# Supplied data start

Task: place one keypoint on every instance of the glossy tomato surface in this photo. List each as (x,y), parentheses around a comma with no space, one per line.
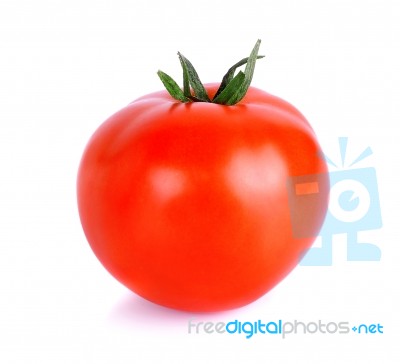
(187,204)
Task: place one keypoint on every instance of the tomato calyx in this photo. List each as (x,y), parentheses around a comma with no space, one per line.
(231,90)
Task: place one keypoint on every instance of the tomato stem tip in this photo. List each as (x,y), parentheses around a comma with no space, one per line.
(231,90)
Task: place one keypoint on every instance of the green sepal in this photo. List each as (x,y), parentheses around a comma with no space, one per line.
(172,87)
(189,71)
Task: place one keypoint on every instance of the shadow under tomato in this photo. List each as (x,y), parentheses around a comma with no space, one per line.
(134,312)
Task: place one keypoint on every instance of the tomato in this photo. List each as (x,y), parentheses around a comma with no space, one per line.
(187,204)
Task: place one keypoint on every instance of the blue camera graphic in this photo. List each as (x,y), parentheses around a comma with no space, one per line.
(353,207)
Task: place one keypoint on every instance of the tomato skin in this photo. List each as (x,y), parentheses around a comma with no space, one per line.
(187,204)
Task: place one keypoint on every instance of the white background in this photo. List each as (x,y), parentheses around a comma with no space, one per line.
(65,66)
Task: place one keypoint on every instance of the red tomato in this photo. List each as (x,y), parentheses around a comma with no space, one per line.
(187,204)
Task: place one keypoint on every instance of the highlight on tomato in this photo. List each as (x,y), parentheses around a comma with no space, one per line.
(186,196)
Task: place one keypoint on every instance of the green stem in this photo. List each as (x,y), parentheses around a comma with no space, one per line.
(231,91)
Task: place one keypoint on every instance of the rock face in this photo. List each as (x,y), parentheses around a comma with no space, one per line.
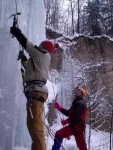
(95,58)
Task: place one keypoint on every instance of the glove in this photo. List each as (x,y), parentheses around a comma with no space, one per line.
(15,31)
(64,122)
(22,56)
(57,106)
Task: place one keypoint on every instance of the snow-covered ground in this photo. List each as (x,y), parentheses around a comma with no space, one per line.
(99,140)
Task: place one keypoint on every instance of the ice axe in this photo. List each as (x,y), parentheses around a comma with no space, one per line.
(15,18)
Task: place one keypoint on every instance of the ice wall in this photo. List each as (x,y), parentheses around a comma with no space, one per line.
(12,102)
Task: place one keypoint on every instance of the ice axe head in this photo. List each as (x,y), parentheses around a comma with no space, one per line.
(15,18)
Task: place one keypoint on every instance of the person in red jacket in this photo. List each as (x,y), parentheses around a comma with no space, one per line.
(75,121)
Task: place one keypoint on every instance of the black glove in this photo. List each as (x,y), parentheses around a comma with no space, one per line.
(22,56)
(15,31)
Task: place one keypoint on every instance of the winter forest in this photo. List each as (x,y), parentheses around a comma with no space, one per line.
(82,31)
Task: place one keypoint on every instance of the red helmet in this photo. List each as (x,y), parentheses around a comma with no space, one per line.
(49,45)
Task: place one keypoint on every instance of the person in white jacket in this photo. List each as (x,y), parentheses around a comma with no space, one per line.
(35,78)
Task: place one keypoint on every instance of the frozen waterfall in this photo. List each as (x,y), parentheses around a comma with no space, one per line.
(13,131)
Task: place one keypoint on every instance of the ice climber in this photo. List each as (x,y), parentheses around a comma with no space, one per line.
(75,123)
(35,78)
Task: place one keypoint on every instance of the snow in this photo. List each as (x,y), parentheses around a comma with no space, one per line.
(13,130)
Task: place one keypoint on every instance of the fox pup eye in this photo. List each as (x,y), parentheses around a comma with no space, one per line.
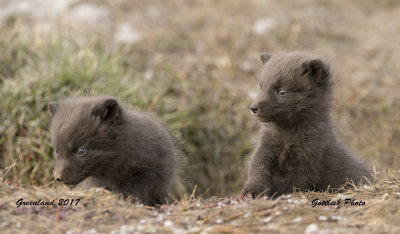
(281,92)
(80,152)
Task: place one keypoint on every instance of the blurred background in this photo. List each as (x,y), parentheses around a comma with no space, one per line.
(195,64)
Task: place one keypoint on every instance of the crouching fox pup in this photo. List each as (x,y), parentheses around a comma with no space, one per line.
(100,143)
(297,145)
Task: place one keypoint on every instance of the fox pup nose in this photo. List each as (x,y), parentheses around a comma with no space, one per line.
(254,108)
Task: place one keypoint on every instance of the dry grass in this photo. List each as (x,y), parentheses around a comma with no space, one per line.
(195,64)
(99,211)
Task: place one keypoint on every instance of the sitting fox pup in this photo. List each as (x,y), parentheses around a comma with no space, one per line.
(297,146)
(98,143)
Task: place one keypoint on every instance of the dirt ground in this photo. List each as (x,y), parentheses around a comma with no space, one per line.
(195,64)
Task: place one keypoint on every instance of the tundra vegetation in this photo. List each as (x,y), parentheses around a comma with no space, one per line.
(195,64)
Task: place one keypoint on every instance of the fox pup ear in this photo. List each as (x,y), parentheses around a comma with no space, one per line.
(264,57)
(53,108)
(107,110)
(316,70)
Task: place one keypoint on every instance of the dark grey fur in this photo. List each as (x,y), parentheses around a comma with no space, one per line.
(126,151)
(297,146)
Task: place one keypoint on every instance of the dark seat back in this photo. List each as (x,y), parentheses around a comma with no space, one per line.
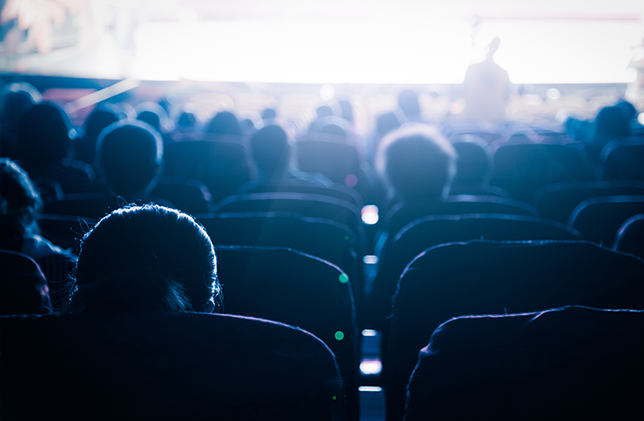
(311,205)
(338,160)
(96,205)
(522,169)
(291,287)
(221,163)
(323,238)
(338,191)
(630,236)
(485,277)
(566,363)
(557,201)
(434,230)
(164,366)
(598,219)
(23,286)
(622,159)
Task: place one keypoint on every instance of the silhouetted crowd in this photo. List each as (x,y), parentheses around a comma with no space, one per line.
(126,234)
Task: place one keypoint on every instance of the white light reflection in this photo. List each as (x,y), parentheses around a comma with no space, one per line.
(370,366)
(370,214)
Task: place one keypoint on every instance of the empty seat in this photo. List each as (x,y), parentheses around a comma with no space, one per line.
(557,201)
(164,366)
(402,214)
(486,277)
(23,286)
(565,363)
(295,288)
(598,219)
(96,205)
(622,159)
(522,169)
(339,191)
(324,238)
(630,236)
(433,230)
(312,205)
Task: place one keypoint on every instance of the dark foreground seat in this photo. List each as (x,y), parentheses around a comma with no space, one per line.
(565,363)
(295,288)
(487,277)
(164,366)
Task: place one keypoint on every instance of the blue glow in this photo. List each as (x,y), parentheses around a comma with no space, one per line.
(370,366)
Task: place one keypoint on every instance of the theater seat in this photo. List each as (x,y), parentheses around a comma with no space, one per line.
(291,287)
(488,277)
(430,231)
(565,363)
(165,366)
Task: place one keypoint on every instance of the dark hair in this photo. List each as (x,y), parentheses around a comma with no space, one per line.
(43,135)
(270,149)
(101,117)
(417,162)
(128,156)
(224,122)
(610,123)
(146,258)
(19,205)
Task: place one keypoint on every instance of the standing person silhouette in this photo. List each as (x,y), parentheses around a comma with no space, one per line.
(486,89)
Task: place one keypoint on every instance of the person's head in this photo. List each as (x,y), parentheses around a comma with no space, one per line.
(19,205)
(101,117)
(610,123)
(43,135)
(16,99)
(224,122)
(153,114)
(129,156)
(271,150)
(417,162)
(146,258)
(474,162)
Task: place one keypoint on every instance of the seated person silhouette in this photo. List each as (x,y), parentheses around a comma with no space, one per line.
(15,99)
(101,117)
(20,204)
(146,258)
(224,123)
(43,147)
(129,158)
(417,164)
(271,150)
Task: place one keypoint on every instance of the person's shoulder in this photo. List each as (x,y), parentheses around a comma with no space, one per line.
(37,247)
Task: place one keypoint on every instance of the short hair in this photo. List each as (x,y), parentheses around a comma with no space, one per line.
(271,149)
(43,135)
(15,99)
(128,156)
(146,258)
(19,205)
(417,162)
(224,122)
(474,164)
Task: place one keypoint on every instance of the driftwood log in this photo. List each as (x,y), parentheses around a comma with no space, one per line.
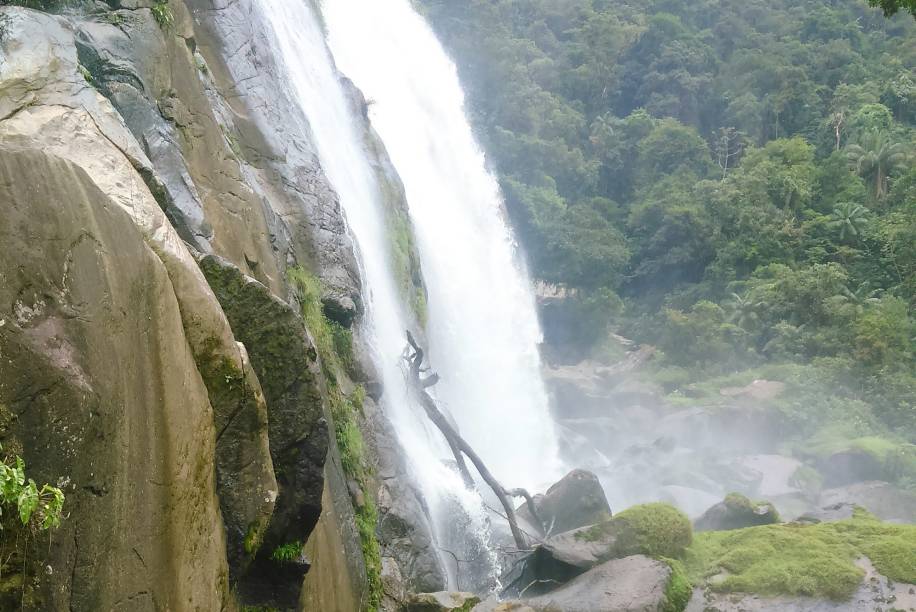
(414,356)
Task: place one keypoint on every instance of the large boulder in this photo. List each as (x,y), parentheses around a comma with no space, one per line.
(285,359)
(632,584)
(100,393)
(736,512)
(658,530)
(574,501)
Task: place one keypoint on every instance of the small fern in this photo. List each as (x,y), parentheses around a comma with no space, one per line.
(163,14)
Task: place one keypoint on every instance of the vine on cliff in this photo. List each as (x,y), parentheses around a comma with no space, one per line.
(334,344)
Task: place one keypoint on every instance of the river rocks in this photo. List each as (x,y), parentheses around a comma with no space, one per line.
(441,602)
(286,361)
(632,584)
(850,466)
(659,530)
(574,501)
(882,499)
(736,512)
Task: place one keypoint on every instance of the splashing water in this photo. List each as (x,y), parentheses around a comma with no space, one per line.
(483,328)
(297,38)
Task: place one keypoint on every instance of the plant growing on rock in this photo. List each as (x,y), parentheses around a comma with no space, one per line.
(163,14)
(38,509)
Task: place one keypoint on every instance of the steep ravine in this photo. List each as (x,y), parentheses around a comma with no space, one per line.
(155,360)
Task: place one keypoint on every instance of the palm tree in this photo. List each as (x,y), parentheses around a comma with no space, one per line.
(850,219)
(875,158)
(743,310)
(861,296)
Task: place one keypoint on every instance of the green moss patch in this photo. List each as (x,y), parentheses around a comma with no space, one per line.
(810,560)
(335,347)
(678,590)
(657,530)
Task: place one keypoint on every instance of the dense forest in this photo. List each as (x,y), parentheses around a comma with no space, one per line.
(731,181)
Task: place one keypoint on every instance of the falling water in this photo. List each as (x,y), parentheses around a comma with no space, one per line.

# Supplied data end

- What the task asks: Only the lines from the one with "Task: place one keypoint on every instance of the splashing" through the end of the material are wanted; copy them exactly, both ends included.

- Answer for this exercise:
Task: place one keypoint on every instance of the splashing water in this photo. List each as (x,y), parentheses around a comma with no space, one per line.
(483,328)
(297,38)
Task: place one keypoint on every instance of the plant growing on rock in this photo. List each as (x,y), parentheses around a comma with no space, one per line.
(163,14)
(38,509)
Task: place one keypoint on every instance of the steep ravine in this photo. List each as (x,y), parentheses around a comma with no space, one per line.
(155,360)
Task: place one keypoint on every instance of the palm tree in this photo. List each as (x,y), parentheses around a comma with no space, one per line.
(850,219)
(875,158)
(743,310)
(861,296)
Task: place one keypoint on every instance of the green moss patch in this photo. List each as (x,y), parentheses around a comma with no space, one per line.
(810,560)
(335,347)
(678,590)
(657,530)
Task: place one keypoint on every instance of the dense forest in this photo. List each as (x,y), parentheses around a comma with no space, one per line.
(731,181)
Task: place one keypoint on every instance of the falling water in this photo. List each as (x,y), parentheses around a comma with no space, one per line.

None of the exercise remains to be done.